___ DATA EXCERPTS
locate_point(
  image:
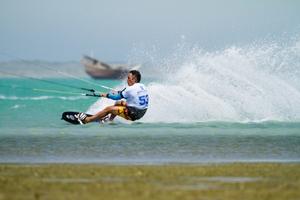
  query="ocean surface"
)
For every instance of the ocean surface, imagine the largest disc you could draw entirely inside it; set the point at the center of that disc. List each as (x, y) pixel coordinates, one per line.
(240, 104)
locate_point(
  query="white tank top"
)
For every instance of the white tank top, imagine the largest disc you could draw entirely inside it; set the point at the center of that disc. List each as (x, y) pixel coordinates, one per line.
(136, 96)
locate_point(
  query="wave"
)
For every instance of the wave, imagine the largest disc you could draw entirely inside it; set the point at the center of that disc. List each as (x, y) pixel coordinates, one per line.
(258, 82)
(38, 98)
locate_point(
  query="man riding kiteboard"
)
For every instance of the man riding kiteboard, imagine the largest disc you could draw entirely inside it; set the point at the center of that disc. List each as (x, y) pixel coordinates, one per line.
(133, 107)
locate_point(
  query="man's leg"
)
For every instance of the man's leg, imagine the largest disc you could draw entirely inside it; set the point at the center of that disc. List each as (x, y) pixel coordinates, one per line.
(113, 110)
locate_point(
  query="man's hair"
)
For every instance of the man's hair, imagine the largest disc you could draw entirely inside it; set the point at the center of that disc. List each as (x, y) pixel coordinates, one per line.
(136, 74)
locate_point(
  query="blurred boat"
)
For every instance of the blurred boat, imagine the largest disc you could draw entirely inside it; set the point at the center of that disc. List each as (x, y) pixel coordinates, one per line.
(101, 70)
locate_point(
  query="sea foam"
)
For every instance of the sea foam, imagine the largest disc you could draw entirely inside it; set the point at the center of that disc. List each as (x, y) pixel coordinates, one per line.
(257, 82)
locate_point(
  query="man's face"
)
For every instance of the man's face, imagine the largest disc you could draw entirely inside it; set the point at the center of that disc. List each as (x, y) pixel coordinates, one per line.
(130, 79)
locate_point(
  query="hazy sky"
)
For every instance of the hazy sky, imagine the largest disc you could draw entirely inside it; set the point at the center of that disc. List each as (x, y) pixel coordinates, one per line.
(61, 30)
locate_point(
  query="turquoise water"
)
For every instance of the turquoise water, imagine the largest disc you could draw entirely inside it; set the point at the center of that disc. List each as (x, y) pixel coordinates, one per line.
(32, 132)
(240, 104)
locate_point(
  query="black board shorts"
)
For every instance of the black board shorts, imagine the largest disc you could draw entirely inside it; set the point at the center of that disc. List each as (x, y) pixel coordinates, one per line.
(135, 113)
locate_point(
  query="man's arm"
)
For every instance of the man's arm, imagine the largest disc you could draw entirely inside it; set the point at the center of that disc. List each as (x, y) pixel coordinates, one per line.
(113, 96)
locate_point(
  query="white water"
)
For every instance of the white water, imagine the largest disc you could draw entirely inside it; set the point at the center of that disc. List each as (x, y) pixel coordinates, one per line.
(253, 83)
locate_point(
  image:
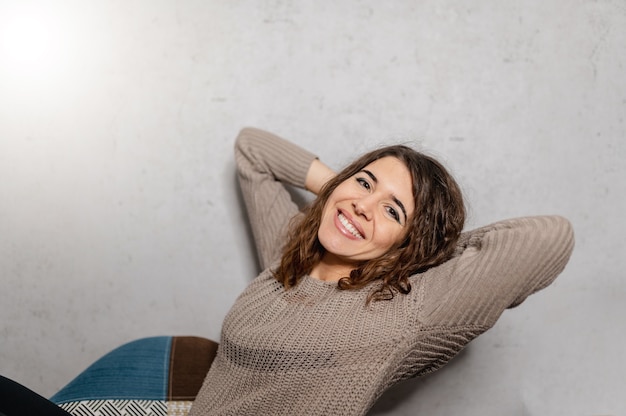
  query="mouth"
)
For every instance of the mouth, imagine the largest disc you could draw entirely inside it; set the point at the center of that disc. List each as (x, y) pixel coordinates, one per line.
(349, 226)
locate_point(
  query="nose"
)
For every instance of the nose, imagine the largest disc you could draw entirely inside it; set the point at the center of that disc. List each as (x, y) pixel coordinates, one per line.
(363, 207)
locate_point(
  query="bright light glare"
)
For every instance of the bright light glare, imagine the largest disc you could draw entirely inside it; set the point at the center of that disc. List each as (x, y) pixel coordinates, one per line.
(33, 45)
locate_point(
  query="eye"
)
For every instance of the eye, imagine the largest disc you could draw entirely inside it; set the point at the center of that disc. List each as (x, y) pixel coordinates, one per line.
(364, 183)
(393, 213)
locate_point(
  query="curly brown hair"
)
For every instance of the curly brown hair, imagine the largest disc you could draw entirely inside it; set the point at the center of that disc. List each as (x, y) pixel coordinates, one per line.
(430, 240)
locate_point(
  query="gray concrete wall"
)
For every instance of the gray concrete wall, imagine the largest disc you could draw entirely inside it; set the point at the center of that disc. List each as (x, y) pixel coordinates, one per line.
(119, 212)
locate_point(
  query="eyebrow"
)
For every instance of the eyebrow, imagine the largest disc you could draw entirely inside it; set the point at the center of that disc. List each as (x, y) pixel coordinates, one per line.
(396, 200)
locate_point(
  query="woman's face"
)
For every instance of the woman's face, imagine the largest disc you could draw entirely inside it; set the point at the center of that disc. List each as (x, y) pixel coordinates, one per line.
(368, 213)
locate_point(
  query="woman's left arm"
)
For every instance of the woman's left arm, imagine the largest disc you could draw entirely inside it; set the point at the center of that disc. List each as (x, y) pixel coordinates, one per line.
(498, 266)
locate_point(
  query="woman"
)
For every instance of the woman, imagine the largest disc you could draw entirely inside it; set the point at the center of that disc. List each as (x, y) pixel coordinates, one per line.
(374, 283)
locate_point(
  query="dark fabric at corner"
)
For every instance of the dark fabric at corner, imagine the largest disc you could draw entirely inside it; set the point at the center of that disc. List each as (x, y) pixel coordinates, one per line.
(17, 400)
(190, 360)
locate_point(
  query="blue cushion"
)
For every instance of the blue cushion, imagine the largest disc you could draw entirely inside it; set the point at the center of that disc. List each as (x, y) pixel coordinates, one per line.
(137, 370)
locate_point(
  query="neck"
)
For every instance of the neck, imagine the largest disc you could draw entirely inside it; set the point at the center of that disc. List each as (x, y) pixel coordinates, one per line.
(331, 269)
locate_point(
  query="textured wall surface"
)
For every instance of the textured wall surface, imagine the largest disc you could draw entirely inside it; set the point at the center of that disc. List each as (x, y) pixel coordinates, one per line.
(120, 216)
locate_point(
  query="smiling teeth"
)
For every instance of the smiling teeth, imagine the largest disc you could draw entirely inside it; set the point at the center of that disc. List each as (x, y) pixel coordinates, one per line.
(349, 226)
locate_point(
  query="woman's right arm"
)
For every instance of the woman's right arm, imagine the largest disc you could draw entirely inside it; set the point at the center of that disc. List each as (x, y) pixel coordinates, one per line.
(265, 162)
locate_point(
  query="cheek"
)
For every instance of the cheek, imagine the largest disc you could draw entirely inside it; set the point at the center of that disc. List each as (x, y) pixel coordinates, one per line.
(390, 235)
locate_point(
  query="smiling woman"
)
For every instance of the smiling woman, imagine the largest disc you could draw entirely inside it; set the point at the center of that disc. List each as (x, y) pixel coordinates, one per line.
(356, 294)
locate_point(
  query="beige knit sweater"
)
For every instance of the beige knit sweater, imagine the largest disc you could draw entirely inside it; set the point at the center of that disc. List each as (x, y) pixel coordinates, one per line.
(318, 350)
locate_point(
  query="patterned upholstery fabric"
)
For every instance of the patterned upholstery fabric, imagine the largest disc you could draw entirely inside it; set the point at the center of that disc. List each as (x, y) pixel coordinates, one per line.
(158, 376)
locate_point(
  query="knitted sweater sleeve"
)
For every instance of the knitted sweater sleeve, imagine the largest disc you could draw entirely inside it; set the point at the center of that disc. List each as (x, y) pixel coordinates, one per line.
(265, 163)
(498, 266)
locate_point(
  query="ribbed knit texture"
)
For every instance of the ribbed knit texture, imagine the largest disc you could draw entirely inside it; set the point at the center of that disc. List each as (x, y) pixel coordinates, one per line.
(318, 350)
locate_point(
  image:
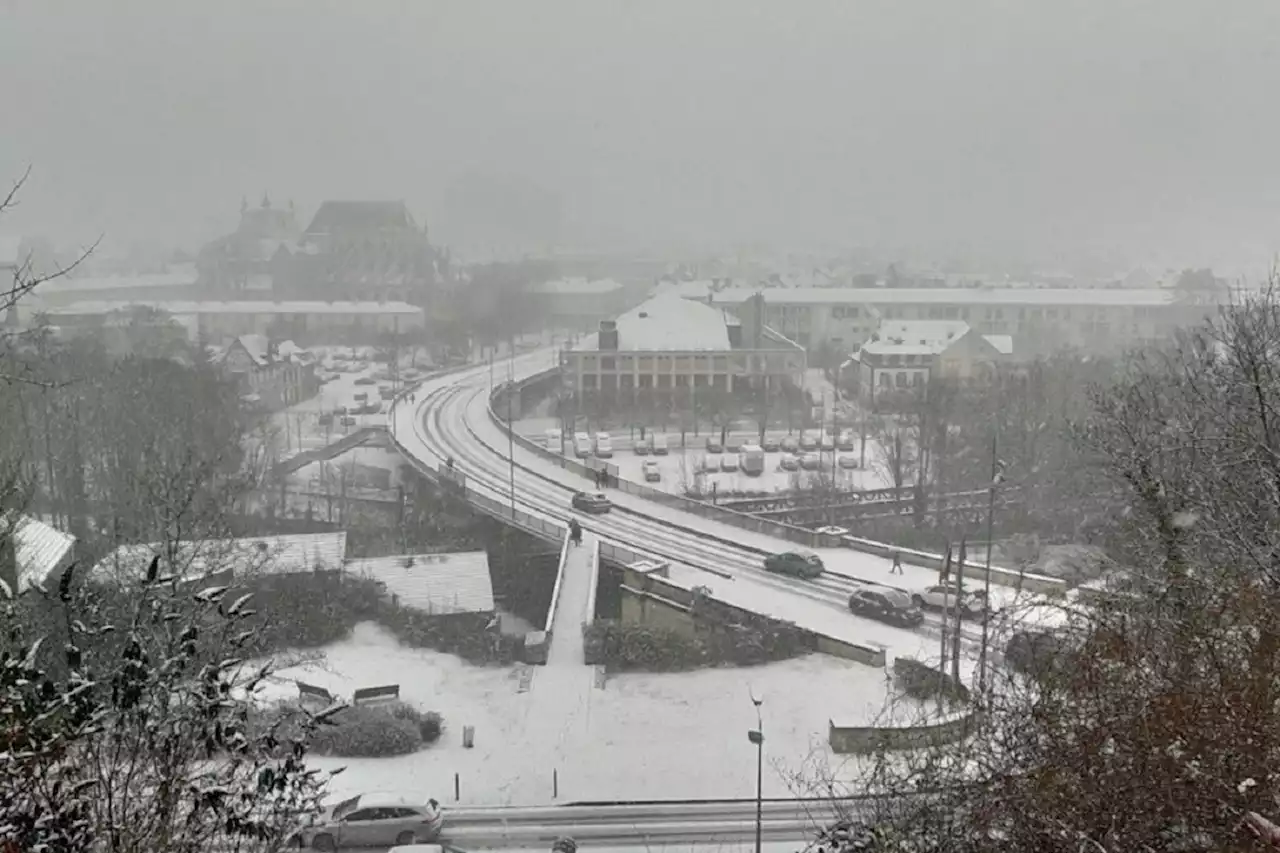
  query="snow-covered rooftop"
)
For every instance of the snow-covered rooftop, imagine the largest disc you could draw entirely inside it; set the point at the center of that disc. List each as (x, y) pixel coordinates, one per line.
(435, 583)
(40, 550)
(240, 308)
(67, 284)
(280, 555)
(915, 336)
(949, 296)
(668, 323)
(579, 286)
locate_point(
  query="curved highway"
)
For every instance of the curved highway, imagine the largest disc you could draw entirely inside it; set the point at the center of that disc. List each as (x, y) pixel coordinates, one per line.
(448, 416)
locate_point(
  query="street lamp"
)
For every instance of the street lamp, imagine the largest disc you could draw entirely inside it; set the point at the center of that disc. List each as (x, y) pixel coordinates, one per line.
(757, 737)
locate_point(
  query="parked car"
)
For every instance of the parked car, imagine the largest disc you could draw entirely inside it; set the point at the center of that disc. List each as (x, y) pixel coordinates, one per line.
(592, 503)
(794, 565)
(942, 597)
(886, 605)
(374, 820)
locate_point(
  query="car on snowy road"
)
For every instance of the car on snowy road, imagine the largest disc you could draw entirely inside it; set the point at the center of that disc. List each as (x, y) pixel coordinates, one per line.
(373, 820)
(592, 503)
(794, 564)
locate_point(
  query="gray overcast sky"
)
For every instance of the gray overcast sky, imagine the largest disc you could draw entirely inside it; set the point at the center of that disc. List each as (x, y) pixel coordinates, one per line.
(988, 127)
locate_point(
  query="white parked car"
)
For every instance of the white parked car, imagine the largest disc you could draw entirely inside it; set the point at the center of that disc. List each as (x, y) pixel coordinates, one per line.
(941, 597)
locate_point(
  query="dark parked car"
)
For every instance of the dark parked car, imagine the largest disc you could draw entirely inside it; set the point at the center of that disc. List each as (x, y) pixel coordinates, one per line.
(592, 503)
(795, 565)
(886, 605)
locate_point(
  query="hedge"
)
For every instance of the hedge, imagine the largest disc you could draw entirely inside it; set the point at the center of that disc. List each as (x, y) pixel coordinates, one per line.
(650, 648)
(923, 682)
(362, 730)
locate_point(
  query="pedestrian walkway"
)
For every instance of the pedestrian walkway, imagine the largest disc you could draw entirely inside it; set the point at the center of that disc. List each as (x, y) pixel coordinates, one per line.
(566, 648)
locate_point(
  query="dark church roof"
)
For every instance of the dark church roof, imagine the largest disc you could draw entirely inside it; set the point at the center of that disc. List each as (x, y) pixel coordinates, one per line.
(337, 217)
______
=== GIVEN INSTRUCTION ===
Select and copy every line of the material that contains the word "concrete", matching its case exactly.

=== FULL OUTPUT ===
  query="gray concrete wall"
For every instance of the gray concrete wall, imagine the largest disc you could draw entirely inside it; set the point at the center of that disc. List each as (x, y) pixel coordinates, one per line.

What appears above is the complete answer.